(Image-grounded pointing data)
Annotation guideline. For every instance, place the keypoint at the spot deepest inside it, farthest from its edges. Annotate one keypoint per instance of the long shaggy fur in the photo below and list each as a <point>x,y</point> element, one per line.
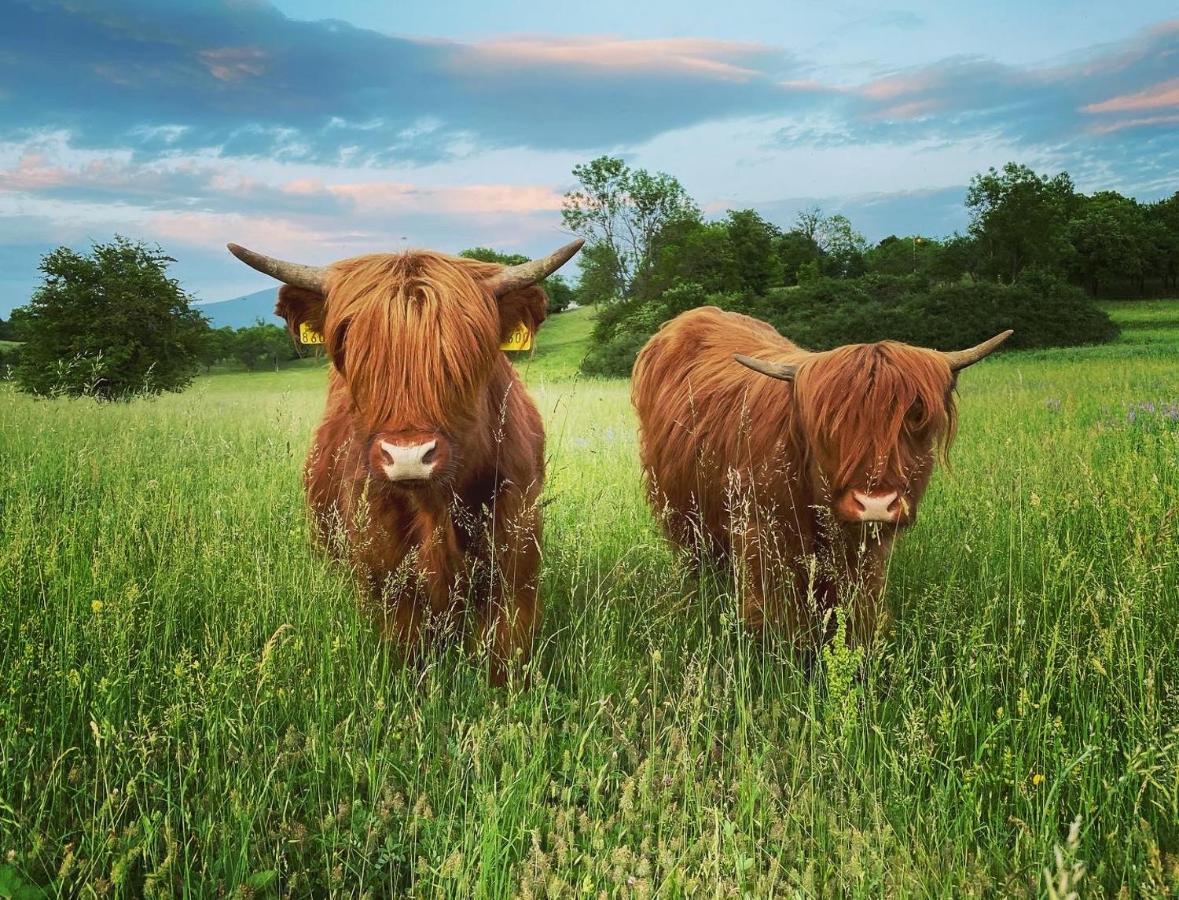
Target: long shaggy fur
<point>748,467</point>
<point>414,342</point>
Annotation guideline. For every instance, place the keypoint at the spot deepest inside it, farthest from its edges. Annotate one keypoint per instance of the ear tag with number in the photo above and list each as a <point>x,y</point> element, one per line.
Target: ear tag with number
<point>519,340</point>
<point>308,335</point>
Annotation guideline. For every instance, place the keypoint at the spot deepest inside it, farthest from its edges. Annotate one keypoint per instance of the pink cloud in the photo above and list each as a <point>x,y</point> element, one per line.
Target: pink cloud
<point>32,172</point>
<point>1156,97</point>
<point>234,64</point>
<point>1108,127</point>
<point>476,198</point>
<point>715,58</point>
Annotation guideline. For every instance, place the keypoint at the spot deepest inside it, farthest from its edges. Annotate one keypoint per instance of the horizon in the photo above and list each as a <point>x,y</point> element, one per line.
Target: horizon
<point>316,138</point>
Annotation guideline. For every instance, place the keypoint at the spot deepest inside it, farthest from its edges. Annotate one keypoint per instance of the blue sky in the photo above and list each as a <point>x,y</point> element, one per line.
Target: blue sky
<point>317,130</point>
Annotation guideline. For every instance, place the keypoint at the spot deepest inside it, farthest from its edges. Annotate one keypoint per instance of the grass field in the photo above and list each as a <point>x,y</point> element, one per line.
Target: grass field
<point>192,705</point>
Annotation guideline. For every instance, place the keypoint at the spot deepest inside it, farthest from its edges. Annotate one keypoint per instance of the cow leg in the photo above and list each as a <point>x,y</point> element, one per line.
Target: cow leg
<point>508,621</point>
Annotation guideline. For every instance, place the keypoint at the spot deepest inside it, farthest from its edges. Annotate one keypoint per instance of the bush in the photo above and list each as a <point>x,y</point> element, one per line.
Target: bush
<point>825,313</point>
<point>110,323</point>
<point>1045,311</point>
<point>10,357</point>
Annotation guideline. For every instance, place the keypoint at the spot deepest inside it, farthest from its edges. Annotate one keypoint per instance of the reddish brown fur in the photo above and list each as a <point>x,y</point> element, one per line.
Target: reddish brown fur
<point>414,340</point>
<point>751,468</point>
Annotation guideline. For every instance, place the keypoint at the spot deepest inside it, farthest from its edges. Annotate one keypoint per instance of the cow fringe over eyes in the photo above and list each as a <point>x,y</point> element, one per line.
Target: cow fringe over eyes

# [WHAT IS NEEDED]
Copy out all the records exactly as they read, and omit the pictures.

# [SOLUTION FOR THIS EXERCISE]
Annotation guideline. For every instance, place the keypoint at the spot deepest inside it, farthest from its edges. Annotate one keypoint per instance of the long shaggy fur in the photo below and list each as a <point>x,y</point> element, one per line.
Target: long shaggy fur
<point>748,467</point>
<point>414,342</point>
Annotation guideline. For every instance, place the keypoint at the spot deepest inside it, farthest from its edges. Annotate one keypoint per instance of the ear tag with number in the photo above and list each as a <point>x,y</point> element, one per line.
Target: ear tag with number
<point>519,340</point>
<point>308,335</point>
Annotation guideline. For every instance, place the keypoint at the spot deepest inside it, farthest from its edges. Annotate one keypoint per instance of the pink cloud in the photo above and list each as a <point>x,y</point> element, one per line.
Target: pink cloud
<point>32,172</point>
<point>1156,97</point>
<point>234,64</point>
<point>1108,127</point>
<point>476,198</point>
<point>715,58</point>
Annotation guideline. For every instance, place the keypoint at the spot deepest inside it, farthest from its edges. Annotate one keypoint per instance of the horizon in the photo above and list each as a <point>x,y</point> element, one per line.
Target: horizon
<point>316,138</point>
Annotation guideline. For every instance, place the keypoint at the spot deepest inside it, farthest from its edges. Annotate one keypoint per instance of the blue sky in the photo above and list each as a <point>x,y</point> element, one per line.
Target: blue sky
<point>317,130</point>
Annotation guideline. For every instance, place the keypoint at the spot deepest inside it, farthest from its edges. Annotate one keypoint per instance of the grass field in the photo above and list each as a <point>x,y</point> element, one per line.
Target: grass field
<point>192,705</point>
Annotation guideline. For every instance, place the keypoint at the spot deepest inside it, farthest from its edges. Annotate one keypoint per instance of the cow leg in the photo above and list each as a <point>x,y</point> element, one per line.
Target: cow leg
<point>508,621</point>
Annotation guideline. For every instance, place the keypoint at the spot deepest inside it, farthest from its edges. Annotate one keypoint per instance of the bush in the photo above and list each as a <point>x,y</point> element, one per line.
Target: bush
<point>825,313</point>
<point>110,323</point>
<point>1045,311</point>
<point>10,357</point>
Annotation guideline. For every instance, place the keypoint at the spot deepest inside it, farthest from its edges. Annotate one keypoint per instance of the reddish brown fur in the photo above and list each as a <point>x,y</point> element, one per line.
Target: reddish brown fur
<point>414,340</point>
<point>751,468</point>
Annotation guideline. For every instance, place the keypoint at the spot deepest inside it, farthest from its edges. Annotate one keypoint per instance of the cow fringe over eyes in the photo above and list each as a <point>x,y</point> element, one per line.
Target: cow fringe over eyes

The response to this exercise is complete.